> GIVEN DATA
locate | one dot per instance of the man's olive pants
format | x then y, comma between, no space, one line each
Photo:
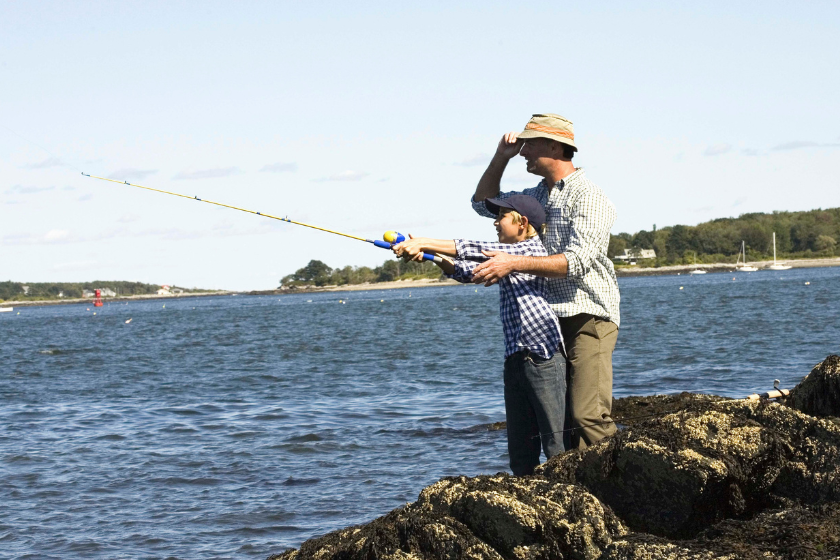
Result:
590,342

> YOUR TASK
Turn each line of the records above into a JSON list of strings, one string per line, with blank lines left out. Leave the pictures out of the list.

> ANSWER FOR THE TASK
[
  "locate | one dot per instance of the man's olive pants",
  "format | x then y, comma between, no space, one line each",
  "Photo:",
  "Result:",
  "590,342"
]